| What is expected |
Write out the listing in full, matching it word for word.

## Start

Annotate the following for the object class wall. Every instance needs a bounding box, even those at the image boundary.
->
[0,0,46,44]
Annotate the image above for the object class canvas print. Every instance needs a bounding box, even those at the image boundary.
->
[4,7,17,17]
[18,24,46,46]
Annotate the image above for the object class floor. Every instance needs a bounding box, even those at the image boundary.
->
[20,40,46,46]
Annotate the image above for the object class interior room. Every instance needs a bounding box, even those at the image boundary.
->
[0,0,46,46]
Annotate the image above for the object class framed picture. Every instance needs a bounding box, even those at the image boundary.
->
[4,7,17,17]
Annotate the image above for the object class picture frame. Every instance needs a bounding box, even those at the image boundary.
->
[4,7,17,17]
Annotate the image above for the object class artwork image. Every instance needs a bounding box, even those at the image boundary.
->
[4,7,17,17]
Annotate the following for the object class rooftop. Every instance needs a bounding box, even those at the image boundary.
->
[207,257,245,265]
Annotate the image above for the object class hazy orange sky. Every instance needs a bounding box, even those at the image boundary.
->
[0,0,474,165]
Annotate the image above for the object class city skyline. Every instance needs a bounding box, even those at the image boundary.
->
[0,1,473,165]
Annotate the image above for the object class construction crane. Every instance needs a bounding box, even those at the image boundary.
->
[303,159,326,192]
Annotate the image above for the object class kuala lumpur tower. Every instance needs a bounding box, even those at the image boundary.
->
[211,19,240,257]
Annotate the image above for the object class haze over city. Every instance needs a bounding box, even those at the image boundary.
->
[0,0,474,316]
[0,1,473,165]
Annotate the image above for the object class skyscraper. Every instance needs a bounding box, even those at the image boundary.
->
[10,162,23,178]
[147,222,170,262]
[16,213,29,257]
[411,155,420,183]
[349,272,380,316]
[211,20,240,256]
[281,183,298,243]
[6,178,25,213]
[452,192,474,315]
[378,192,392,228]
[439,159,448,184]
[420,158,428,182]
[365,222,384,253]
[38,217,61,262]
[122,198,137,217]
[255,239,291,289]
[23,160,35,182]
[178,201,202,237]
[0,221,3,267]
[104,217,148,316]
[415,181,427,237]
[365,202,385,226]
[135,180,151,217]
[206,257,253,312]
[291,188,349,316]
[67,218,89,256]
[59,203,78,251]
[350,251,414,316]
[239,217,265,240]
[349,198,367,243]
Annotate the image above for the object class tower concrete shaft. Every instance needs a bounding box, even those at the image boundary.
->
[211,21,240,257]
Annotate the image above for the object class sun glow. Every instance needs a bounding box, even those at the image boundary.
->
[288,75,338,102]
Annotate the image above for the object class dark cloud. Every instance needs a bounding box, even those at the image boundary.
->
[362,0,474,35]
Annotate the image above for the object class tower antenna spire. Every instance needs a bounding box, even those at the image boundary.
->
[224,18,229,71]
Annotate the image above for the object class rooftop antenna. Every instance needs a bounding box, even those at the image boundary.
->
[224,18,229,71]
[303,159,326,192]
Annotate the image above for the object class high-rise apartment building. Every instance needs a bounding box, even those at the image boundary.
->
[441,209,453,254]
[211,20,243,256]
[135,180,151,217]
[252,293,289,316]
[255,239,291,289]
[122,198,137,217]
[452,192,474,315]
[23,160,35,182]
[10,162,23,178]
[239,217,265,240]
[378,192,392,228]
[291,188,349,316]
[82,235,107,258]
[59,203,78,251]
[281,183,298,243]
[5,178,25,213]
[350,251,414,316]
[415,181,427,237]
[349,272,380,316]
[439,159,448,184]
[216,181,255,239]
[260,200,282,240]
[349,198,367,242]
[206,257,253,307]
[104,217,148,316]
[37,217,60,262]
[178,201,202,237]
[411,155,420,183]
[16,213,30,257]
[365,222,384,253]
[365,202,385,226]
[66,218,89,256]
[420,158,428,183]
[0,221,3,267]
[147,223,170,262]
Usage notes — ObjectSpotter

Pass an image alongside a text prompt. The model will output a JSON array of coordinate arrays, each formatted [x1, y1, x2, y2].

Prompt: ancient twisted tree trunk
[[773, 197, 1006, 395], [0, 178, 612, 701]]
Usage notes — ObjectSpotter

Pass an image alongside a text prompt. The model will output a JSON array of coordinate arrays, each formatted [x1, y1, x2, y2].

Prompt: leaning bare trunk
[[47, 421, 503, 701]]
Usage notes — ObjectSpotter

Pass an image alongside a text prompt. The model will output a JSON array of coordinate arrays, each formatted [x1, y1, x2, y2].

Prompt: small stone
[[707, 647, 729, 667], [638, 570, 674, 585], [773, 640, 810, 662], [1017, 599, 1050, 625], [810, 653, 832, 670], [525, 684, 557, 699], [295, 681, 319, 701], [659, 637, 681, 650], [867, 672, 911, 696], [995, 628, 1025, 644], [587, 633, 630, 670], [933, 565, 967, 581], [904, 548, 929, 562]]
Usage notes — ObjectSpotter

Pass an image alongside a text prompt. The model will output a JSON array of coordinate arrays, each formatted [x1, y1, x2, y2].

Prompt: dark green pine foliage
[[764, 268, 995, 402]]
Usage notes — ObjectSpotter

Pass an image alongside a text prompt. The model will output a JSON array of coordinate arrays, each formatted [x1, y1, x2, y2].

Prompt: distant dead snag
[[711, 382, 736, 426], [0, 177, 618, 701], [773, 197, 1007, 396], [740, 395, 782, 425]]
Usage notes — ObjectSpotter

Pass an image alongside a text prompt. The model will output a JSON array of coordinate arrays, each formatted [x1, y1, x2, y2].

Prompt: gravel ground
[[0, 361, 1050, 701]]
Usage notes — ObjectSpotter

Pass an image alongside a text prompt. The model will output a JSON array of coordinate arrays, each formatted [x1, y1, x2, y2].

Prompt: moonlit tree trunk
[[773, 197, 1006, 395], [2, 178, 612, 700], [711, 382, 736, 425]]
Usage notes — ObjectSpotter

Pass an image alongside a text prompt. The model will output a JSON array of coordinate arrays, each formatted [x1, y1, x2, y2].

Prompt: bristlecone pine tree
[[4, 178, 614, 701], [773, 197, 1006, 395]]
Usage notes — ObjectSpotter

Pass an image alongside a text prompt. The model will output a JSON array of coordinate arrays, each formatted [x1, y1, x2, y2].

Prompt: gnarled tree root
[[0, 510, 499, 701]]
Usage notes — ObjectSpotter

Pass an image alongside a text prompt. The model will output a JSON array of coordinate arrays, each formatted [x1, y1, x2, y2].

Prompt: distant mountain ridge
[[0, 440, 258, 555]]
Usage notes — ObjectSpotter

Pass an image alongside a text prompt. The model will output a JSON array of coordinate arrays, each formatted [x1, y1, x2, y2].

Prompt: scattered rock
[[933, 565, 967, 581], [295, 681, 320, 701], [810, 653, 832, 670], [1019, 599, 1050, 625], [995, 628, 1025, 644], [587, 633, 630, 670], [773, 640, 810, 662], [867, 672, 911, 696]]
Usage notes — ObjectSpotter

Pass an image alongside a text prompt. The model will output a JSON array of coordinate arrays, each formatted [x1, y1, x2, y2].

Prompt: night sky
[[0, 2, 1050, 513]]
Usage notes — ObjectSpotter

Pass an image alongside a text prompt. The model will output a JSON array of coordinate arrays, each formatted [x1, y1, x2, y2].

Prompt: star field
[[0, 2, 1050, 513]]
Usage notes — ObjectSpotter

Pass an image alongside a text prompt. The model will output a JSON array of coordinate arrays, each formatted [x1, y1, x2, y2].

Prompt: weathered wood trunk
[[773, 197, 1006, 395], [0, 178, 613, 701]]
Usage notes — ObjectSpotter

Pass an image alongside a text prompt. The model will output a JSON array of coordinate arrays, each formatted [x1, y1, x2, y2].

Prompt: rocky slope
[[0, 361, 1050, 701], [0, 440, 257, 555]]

## End

| Finished task |
Annotate the following for the object class wall. Every instance needs a bounding box, even those at the image boundary.
->
[0,0,46,44]
Annotate the image above for the object class canvas print. Every instance needs a bounding box, even those at the image boundary.
->
[4,7,17,17]
[18,24,46,46]
Annotate the image above for the object class floor. Every instance needs a bounding box, even those at the image boundary.
->
[20,40,46,46]
Annotate the image above for the object class interior room. Every instance needs a bounding box, even those at the image boundary.
->
[0,0,46,46]
Annotate the image above for the object class framed picture. Every instance needs a bounding box, even those at the image boundary.
->
[4,7,17,17]
Annotate the image above for the object class picture frame. Every instance needs a bounding box, even those at the image boundary.
->
[4,7,17,17]
Annotate the image above for the object class artwork image. Every instance needs a bounding box, even those at the image boundary.
->
[4,7,17,17]
Annotate the following for the object class rooftop. Every instance needs a bounding box, even those at the image boundary.
->
[207,257,245,265]
Annotate the image above for the object class hazy orange sky. Every instance needs a bounding box, even those at the image boundary.
->
[0,0,474,165]
Annotate the image above for the object class city skyline. Every instance needs a bounding box, even those at the image boundary.
->
[0,1,473,165]
Annotate the image above for the object class construction crane. Every instance needs a bounding box, even those at the image boundary.
->
[303,159,326,192]
Annotate the image above for the object class kuala lumpur tower. Every instance needs a bounding box, even those at the image boundary.
->
[211,19,240,257]
Annotate the image above for the object class haze over city. Every instance needs a bounding box, even those at the image boundary.
->
[0,0,474,316]
[0,1,473,165]
Annotate the image above for the object class skyscraper. Every instance needs a bounding box, even those at the image boundary.
->
[10,162,23,178]
[147,222,170,262]
[16,213,29,257]
[411,155,420,183]
[349,272,380,316]
[211,20,240,256]
[281,183,298,243]
[6,178,25,213]
[452,192,474,315]
[378,192,392,228]
[439,159,448,184]
[420,158,428,182]
[365,222,384,253]
[38,217,61,262]
[122,198,137,217]
[255,239,291,289]
[23,160,35,182]
[178,201,202,237]
[0,221,3,267]
[104,217,148,316]
[415,181,427,237]
[365,202,385,226]
[135,180,151,217]
[206,257,253,312]
[291,188,349,316]
[67,218,89,256]
[59,203,78,251]
[350,251,414,316]
[239,217,265,240]
[349,198,367,243]
Annotate the image above for the object class tower concrete shaft. Every instance needs a bounding box, even those at the image boundary.
->
[211,21,240,257]
Annotate the image above for the object class sun glow. Every instance needs a bounding box, even those at the image boundary.
->
[288,75,338,102]
Annotate the image above for the object class dark cloud. Every instance needs a bounding box, even those at the image boundary.
->
[362,0,474,35]
Annotate the image above for the object class tower antenna spire. Every instance needs a bounding box, even those at the image boundary.
->
[224,18,229,71]
Annotate the image above for the object class rooftop antenna. Every instance needs a bounding box, even those at the image boundary.
->
[224,18,229,71]
[303,159,326,192]
Annotate the image above for the object class high-rise apartment building. Every instance needs a bounding box, even those at the image boundary.
->
[441,209,453,254]
[211,20,243,256]
[135,180,151,217]
[252,293,289,316]
[255,239,291,289]
[122,198,137,217]
[452,192,474,315]
[23,160,35,182]
[10,162,23,178]
[239,217,265,240]
[378,192,392,228]
[291,188,349,316]
[82,235,107,258]
[59,203,78,251]
[281,183,298,243]
[5,178,25,213]
[350,251,414,316]
[415,181,427,237]
[349,272,380,316]
[439,159,448,184]
[216,181,255,239]
[260,200,282,240]
[349,198,367,242]
[206,257,253,307]
[104,217,148,316]
[37,217,60,262]
[178,201,202,237]
[411,155,420,183]
[16,213,30,257]
[365,222,384,253]
[365,202,385,226]
[66,218,89,256]
[420,158,428,183]
[0,221,3,267]
[147,223,170,262]
Usage notes — ObjectSpotter

Pass an image alongside a text prompt. The model will output a JSON array of coordinate arrays, each formatted [x1, y1, x2, y2].

Prompt: ancient twisted tree trunk
[[773, 197, 1006, 395], [0, 178, 612, 701]]
Usage notes — ObjectSpotter

Pass an image alongside a text prompt. The model will output a JSON array of coordinate arrays, each formatted [x1, y1, x2, y2].

Prompt: leaning bare trunk
[[47, 421, 503, 701]]
Usage notes — ObjectSpotter

Pass an image alongside a text prompt. The model will output a JSON array of coordinate arrays, each formatted [x1, y1, x2, y2].

Prompt: small stone
[[707, 647, 729, 667], [638, 570, 674, 585], [773, 640, 810, 662], [1017, 599, 1050, 625], [810, 653, 832, 670], [525, 684, 557, 699], [295, 681, 319, 701], [659, 637, 681, 650], [867, 672, 911, 696], [995, 628, 1025, 644], [587, 633, 630, 670], [933, 565, 967, 581], [904, 548, 929, 562]]
Usage notes — ObjectSpotter

Pass an image alongside a text prompt. The model will output a JSON array of coordinate arrays, each formatted [x1, y1, x2, y2].

Prompt: dark green pine foliage
[[764, 268, 995, 402]]
Usage notes — ObjectSpotter

Pass an image alongside a text prompt. The model will output a JSON array of coordinate arrays, each formatted [x1, y1, x2, y2].

Prompt: distant dead snag
[[711, 382, 736, 426], [0, 177, 618, 701], [773, 197, 1007, 396], [740, 395, 782, 425]]
Usage notes — ObjectSpotter

Pass an image alongside a text prompt. The model will output a JSON array of coordinate arrays, each formatted [x1, y1, x2, y2].

Prompt: gravel ground
[[0, 361, 1050, 701]]
Usage notes — ObjectSpotter

Pass an image alongside a text prompt. The model will output a JSON array of coordinate arrays, each formatted [x1, y1, x2, y2].

Prompt: moonlit tree trunk
[[773, 197, 1006, 395], [2, 178, 612, 700], [711, 382, 736, 425]]
Usage notes — ObjectSpotter

Pass an image alongside a text prompt. The model will output a JSON array of coordinate arrays, each formatted [x1, y1, x2, y2].

Prompt: bristlecone pine tree
[[4, 178, 614, 701], [773, 197, 1006, 395]]
Usage notes — ObjectSpotter

Pass an image alongside a text prompt. The model will output a JSON array of coordinate arrays, each formatted [x1, y1, x2, y2].

Prompt: gnarled tree root
[[0, 510, 499, 701]]
Usage notes — ObjectSpotter

Pass an image alongside a text prompt. The model will output a JSON array of coordinate arrays, each formatted [x1, y1, x2, y2].

Prompt: distant mountain ridge
[[0, 440, 258, 555]]
Usage notes — ObjectSpotter

Pass an image alongside a text prompt. The model will output a JSON array of coordinate arrays, each formatted [x1, y1, x2, y2].

Prompt: scattered rock
[[933, 565, 967, 581], [295, 681, 320, 701], [810, 653, 832, 670], [1019, 599, 1050, 625], [995, 628, 1025, 644], [587, 633, 630, 670], [773, 640, 810, 662], [867, 672, 911, 696]]
Usage notes — ObjectSpotter

Pass an image alongside a text prompt. The model will output a JSON array of coordinate arrays, each formatted [x1, y1, x2, y2].

Prompt: night sky
[[0, 2, 1050, 513]]
Usage notes — ObjectSpotter

Pass an image alongside a text prompt. The model will output a JSON array of coordinate arrays, each formatted [x1, y1, x2, y2].

Prompt: star field
[[0, 2, 1050, 513]]
Usage notes — ObjectSpotter

Pass an image alongside a text prompt. The model will output a JSON array of coordinate arrays, each formatted [x1, y1, x2, y2].

Prompt: weathered wood trunk
[[773, 197, 1006, 395], [0, 178, 613, 701]]
Usage notes — ObjectSpotter

Pass an image alongside a text prompt. The model will output a JSON array of coordinate arrays, each formatted [x1, y1, x2, y2].

Prompt: rocky slope
[[0, 361, 1050, 701], [0, 440, 257, 555]]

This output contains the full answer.